--- start of EXTRACTED MATERIAL ---

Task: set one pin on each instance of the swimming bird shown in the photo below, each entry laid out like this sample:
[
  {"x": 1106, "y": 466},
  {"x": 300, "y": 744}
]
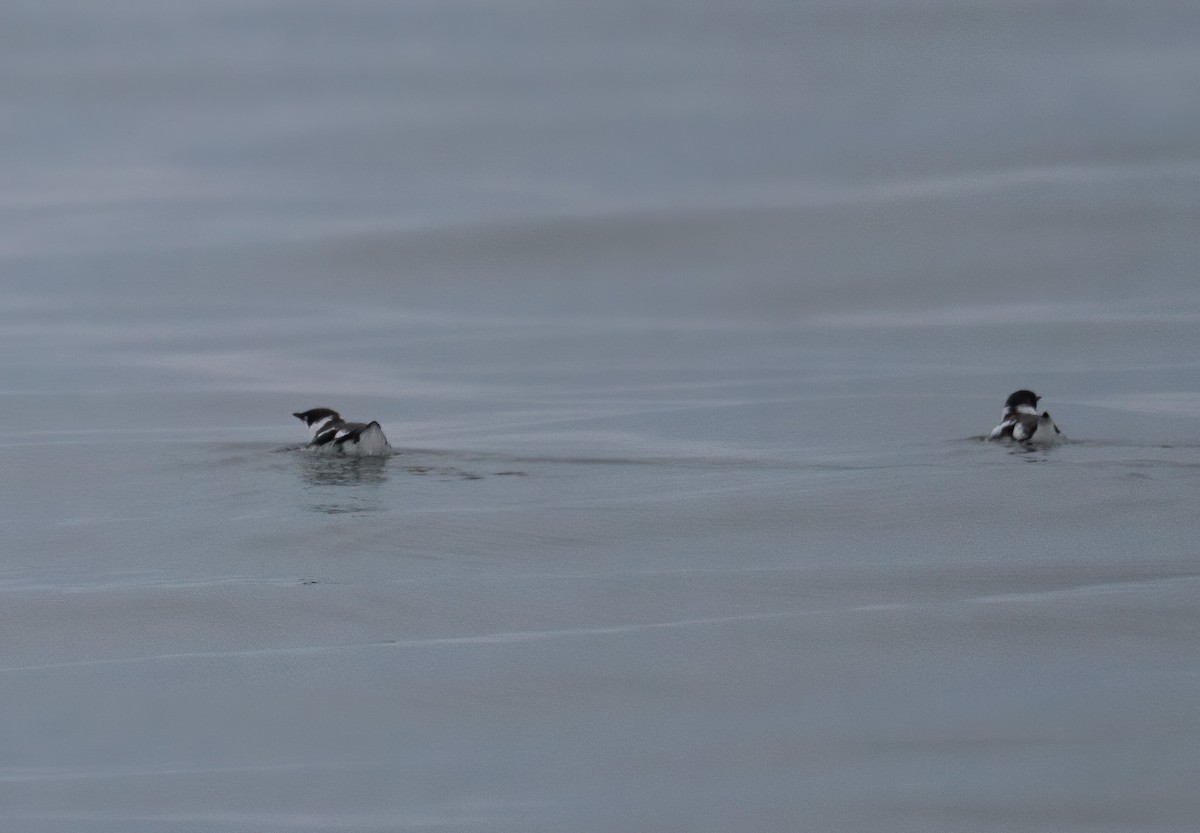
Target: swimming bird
[
  {"x": 334, "y": 435},
  {"x": 1020, "y": 421}
]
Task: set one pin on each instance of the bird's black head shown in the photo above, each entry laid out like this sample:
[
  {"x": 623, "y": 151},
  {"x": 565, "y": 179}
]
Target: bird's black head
[
  {"x": 1019, "y": 397},
  {"x": 316, "y": 415}
]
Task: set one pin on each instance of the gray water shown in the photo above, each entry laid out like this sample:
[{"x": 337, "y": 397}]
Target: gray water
[{"x": 685, "y": 321}]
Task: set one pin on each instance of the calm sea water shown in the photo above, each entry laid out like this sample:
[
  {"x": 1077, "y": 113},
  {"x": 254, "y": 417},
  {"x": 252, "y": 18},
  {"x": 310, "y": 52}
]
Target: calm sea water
[{"x": 685, "y": 321}]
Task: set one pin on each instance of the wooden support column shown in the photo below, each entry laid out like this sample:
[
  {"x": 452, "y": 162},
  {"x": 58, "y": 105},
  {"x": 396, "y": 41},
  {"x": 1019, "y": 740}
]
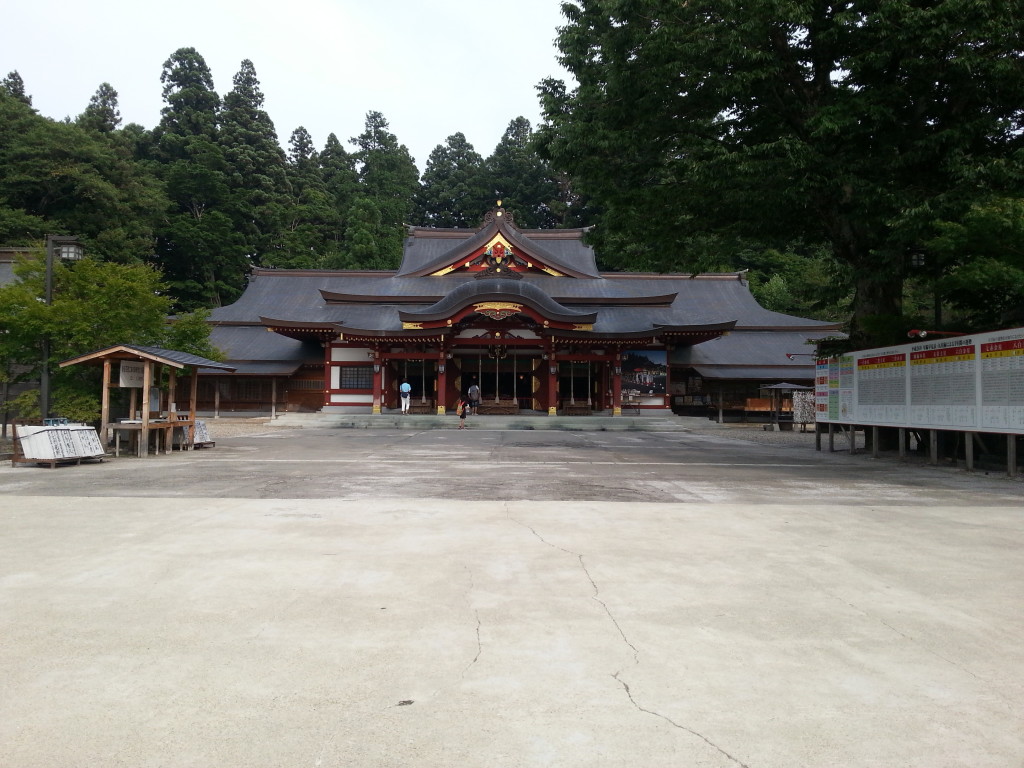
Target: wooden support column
[
  {"x": 143, "y": 436},
  {"x": 193, "y": 399},
  {"x": 378, "y": 383},
  {"x": 104, "y": 402},
  {"x": 552, "y": 385},
  {"x": 616, "y": 385},
  {"x": 440, "y": 394}
]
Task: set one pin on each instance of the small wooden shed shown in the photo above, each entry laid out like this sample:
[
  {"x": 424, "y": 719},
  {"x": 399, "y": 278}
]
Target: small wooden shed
[{"x": 152, "y": 409}]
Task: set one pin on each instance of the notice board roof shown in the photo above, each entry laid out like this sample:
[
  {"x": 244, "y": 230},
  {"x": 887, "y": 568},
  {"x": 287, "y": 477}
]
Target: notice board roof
[{"x": 172, "y": 357}]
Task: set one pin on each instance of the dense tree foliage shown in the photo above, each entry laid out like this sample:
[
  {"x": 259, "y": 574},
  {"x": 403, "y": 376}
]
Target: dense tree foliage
[
  {"x": 823, "y": 146},
  {"x": 855, "y": 124},
  {"x": 95, "y": 304}
]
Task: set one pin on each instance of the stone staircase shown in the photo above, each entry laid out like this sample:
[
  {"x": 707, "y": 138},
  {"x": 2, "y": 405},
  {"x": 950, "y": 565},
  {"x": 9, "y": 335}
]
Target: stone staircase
[{"x": 600, "y": 423}]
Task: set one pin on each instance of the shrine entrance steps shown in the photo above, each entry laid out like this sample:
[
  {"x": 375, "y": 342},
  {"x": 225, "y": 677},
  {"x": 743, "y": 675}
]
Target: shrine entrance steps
[{"x": 663, "y": 422}]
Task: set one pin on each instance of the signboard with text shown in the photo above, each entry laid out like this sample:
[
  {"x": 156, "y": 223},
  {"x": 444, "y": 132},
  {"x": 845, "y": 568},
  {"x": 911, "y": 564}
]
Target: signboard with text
[{"x": 971, "y": 383}]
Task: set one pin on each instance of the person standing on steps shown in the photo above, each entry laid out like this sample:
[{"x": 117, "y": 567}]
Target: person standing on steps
[{"x": 407, "y": 390}]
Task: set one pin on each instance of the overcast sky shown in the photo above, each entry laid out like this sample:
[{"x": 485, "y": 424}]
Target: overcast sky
[{"x": 432, "y": 69}]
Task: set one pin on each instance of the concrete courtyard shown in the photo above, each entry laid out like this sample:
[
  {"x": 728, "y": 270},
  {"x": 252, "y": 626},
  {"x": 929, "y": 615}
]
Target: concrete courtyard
[{"x": 315, "y": 597}]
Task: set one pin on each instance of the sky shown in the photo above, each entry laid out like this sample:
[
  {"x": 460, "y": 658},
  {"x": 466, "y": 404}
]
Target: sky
[{"x": 432, "y": 69}]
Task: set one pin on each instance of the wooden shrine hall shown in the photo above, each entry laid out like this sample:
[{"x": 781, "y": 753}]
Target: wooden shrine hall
[
  {"x": 523, "y": 313},
  {"x": 154, "y": 412}
]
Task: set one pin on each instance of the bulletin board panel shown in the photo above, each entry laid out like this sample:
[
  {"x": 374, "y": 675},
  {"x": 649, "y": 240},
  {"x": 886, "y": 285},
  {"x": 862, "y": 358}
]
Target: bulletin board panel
[{"x": 972, "y": 383}]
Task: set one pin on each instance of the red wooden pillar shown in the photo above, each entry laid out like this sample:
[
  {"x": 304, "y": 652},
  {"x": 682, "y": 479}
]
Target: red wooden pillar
[
  {"x": 378, "y": 382},
  {"x": 441, "y": 393},
  {"x": 327, "y": 375},
  {"x": 552, "y": 384},
  {"x": 616, "y": 385}
]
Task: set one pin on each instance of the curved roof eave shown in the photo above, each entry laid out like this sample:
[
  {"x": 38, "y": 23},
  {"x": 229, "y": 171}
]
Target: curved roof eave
[
  {"x": 497, "y": 289},
  {"x": 482, "y": 237}
]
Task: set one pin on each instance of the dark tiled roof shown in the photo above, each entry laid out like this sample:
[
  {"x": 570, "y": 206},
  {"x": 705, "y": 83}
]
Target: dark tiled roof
[
  {"x": 429, "y": 250},
  {"x": 497, "y": 289},
  {"x": 704, "y": 300},
  {"x": 255, "y": 351}
]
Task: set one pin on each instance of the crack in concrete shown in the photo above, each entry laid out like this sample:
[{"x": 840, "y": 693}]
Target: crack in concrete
[
  {"x": 479, "y": 645},
  {"x": 476, "y": 613},
  {"x": 909, "y": 638},
  {"x": 673, "y": 723},
  {"x": 593, "y": 584}
]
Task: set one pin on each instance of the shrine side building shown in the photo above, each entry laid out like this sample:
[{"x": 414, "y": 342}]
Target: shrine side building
[{"x": 522, "y": 312}]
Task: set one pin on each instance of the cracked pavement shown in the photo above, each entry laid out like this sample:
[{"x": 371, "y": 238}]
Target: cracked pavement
[{"x": 377, "y": 598}]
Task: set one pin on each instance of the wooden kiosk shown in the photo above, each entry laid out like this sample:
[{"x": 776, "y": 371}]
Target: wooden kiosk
[{"x": 154, "y": 412}]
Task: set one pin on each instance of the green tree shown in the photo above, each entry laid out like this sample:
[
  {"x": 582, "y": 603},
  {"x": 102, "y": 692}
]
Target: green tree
[
  {"x": 977, "y": 266},
  {"x": 453, "y": 189},
  {"x": 103, "y": 113},
  {"x": 14, "y": 86},
  {"x": 95, "y": 304},
  {"x": 389, "y": 178},
  {"x": 361, "y": 247},
  {"x": 858, "y": 124},
  {"x": 517, "y": 175},
  {"x": 256, "y": 166},
  {"x": 64, "y": 177},
  {"x": 203, "y": 256},
  {"x": 310, "y": 221}
]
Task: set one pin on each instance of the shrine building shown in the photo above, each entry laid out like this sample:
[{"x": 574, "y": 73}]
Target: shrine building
[{"x": 524, "y": 313}]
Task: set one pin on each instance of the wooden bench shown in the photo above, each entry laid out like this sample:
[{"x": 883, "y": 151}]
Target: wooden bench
[
  {"x": 578, "y": 409},
  {"x": 501, "y": 408}
]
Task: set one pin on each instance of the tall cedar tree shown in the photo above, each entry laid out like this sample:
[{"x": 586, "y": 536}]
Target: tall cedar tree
[
  {"x": 59, "y": 177},
  {"x": 311, "y": 219},
  {"x": 454, "y": 193},
  {"x": 202, "y": 254},
  {"x": 389, "y": 179},
  {"x": 853, "y": 123},
  {"x": 518, "y": 176},
  {"x": 342, "y": 180},
  {"x": 259, "y": 188}
]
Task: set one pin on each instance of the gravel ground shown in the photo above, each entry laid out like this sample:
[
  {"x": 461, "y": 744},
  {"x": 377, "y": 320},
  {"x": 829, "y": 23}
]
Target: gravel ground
[{"x": 752, "y": 432}]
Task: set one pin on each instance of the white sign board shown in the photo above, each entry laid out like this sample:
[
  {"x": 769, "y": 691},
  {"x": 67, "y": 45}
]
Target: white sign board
[
  {"x": 132, "y": 374},
  {"x": 970, "y": 383}
]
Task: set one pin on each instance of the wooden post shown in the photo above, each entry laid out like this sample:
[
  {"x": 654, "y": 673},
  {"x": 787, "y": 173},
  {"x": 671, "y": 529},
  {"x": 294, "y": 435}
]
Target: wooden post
[
  {"x": 193, "y": 400},
  {"x": 552, "y": 385},
  {"x": 104, "y": 402},
  {"x": 378, "y": 385},
  {"x": 441, "y": 392},
  {"x": 143, "y": 437},
  {"x": 616, "y": 386}
]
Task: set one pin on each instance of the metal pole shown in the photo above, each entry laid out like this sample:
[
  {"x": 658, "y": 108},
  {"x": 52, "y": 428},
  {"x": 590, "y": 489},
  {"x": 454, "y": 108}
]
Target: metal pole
[{"x": 44, "y": 377}]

--- end of EXTRACTED MATERIAL ---

YOUR INSTRUCTIONS
Write out word for word the stretch of the data from the line containing "Task: set one pin on each instance of the white" through the end of the data.

FULL RESPONSE
Task: set one pin on each instance of the white sign board shown in the photo above, each entry laid out like this sample:
[
  {"x": 769, "y": 691},
  {"x": 67, "y": 45}
]
Target: white sign board
[
  {"x": 132, "y": 374},
  {"x": 970, "y": 383}
]
Task: set one pin on each instance of the wooden post shown in the photo above, each entry laid out like this sample:
[
  {"x": 654, "y": 673},
  {"x": 787, "y": 173},
  {"x": 671, "y": 529},
  {"x": 294, "y": 435}
]
Target: wooden post
[
  {"x": 193, "y": 400},
  {"x": 552, "y": 385},
  {"x": 104, "y": 402},
  {"x": 378, "y": 385},
  {"x": 441, "y": 392},
  {"x": 143, "y": 437},
  {"x": 616, "y": 386}
]
Task: set one pin on each instance of the metal pole shown in the photo above, each entry laid out like this sample:
[
  {"x": 658, "y": 108},
  {"x": 52, "y": 428},
  {"x": 590, "y": 489},
  {"x": 454, "y": 108}
]
Target: metal pole
[{"x": 44, "y": 377}]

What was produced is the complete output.